____ INFORMATION SHOWN
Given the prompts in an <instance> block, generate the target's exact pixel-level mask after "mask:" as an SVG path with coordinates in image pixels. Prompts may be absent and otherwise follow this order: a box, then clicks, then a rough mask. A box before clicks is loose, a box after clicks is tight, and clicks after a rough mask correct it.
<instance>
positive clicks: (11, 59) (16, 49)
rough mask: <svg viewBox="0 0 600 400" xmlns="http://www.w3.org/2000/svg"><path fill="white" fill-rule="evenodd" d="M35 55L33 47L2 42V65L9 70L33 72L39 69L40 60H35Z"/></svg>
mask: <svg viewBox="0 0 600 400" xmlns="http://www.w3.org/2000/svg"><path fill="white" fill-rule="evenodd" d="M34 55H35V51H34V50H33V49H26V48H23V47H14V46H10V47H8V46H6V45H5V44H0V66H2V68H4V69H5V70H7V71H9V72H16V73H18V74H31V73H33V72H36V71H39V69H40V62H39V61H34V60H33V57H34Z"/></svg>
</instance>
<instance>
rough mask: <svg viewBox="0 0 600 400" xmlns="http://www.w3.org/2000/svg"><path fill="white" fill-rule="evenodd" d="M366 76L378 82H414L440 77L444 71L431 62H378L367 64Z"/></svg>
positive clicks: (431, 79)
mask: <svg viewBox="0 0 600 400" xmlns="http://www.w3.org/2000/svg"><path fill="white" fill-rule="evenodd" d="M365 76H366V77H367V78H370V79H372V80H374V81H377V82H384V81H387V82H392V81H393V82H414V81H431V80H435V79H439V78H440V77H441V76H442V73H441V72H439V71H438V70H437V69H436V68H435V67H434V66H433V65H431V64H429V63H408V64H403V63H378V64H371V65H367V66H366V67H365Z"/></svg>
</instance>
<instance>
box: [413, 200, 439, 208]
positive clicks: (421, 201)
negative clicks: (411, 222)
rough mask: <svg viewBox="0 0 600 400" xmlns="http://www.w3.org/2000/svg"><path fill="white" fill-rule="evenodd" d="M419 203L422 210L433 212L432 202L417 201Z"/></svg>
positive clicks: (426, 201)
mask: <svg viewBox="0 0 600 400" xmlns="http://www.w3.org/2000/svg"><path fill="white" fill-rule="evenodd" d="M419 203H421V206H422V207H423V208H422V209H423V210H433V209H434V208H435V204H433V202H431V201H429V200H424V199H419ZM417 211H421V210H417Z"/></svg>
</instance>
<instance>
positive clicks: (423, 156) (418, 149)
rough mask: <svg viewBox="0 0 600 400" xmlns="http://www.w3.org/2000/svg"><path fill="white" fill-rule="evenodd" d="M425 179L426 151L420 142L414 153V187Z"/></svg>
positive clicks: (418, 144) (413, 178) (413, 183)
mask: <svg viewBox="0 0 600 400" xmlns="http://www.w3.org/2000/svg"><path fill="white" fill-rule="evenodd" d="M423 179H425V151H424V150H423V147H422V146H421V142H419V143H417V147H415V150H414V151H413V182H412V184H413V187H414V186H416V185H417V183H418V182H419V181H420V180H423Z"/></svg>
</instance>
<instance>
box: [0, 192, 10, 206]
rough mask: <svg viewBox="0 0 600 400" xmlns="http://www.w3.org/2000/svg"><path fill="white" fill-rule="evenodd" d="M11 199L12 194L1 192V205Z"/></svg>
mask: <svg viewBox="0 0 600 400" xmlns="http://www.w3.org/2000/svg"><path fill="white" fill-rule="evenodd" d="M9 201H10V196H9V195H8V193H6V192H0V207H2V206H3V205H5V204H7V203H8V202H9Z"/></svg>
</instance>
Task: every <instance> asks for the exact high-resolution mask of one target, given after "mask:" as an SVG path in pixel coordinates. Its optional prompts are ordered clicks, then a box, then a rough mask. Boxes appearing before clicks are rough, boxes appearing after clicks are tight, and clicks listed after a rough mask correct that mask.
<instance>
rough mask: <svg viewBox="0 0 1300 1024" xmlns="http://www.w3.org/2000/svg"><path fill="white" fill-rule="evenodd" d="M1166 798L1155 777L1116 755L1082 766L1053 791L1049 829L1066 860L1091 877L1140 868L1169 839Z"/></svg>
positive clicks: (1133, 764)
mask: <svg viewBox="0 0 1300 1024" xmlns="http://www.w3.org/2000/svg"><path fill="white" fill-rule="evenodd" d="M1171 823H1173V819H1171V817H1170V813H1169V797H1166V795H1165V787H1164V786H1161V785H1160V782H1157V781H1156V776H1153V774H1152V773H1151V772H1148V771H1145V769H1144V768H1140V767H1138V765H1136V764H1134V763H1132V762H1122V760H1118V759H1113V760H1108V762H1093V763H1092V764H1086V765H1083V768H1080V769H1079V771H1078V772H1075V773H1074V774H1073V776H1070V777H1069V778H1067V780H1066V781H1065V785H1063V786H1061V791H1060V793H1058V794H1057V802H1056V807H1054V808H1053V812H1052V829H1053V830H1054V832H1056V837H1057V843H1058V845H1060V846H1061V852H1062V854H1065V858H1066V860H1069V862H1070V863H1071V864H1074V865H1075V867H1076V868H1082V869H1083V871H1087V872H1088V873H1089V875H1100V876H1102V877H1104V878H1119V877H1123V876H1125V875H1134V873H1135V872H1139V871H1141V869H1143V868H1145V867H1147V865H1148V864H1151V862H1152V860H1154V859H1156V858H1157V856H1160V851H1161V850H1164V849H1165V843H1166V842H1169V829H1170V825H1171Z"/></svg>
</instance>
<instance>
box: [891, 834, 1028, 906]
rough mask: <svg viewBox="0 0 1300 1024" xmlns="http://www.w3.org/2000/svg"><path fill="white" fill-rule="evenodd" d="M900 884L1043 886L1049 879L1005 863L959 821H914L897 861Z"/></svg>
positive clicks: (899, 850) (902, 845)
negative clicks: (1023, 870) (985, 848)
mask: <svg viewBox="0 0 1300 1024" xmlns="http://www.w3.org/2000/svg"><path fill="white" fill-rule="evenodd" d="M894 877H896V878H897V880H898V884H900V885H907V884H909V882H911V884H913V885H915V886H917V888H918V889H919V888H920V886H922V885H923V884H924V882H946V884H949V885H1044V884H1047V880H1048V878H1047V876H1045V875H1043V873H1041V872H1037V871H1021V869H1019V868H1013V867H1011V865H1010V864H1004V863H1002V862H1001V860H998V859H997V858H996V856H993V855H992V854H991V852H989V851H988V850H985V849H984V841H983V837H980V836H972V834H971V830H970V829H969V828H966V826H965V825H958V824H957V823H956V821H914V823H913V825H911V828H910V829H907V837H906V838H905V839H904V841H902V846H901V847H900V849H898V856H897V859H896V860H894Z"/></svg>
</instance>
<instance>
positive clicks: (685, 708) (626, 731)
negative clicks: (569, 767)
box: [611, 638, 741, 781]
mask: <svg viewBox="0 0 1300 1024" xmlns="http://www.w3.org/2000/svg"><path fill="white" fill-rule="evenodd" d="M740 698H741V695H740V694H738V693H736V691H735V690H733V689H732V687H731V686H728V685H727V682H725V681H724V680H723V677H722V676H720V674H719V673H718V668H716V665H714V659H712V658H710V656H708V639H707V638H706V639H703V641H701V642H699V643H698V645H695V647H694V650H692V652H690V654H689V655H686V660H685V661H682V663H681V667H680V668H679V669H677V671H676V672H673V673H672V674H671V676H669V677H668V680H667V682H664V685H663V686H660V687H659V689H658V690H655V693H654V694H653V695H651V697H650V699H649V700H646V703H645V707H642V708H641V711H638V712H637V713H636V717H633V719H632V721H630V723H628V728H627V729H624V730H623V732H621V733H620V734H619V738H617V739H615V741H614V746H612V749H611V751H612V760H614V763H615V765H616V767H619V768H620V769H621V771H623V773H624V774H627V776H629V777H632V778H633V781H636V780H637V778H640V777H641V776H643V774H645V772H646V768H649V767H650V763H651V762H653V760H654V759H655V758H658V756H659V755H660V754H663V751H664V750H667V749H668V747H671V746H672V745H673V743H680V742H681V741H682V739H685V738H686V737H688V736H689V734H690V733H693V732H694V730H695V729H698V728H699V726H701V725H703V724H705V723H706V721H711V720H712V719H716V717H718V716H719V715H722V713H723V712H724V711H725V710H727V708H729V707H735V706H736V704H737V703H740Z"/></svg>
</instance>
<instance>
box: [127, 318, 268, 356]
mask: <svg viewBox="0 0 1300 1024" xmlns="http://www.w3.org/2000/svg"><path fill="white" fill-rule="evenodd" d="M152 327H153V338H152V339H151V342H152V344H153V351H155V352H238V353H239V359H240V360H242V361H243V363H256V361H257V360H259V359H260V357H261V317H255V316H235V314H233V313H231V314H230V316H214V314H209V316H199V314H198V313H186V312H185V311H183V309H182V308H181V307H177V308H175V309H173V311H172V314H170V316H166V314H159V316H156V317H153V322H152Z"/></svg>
________
**WHAT YOU NEED TO DO**
Identify each line in the data above that contains the string "coordinates", matching case exactly. Copy every such line in full.

**WRITTEN RESPONSE**
Given the prompts in an <instance> block, generate the target's exact pixel-level mask after "mask:" as an SVG path with coordinates in image pixels. Prompts may be absent and otherwise follow this order: a box, then clicks, then a rough mask. A box before clicks is loose, a box after clicks is tight, and clicks after a rough mask correct it.
Task: every <instance> asks for the exact high-resolution mask of one target, given after "mask:" as an SVG path in pixel coordinates. Its optional prompts are ordered clicks, then a box, then a rough mask. Boxes appearing before clicks are rough, boxes appearing after clicks are tight, and clicks listed after a rough mask correct that mask.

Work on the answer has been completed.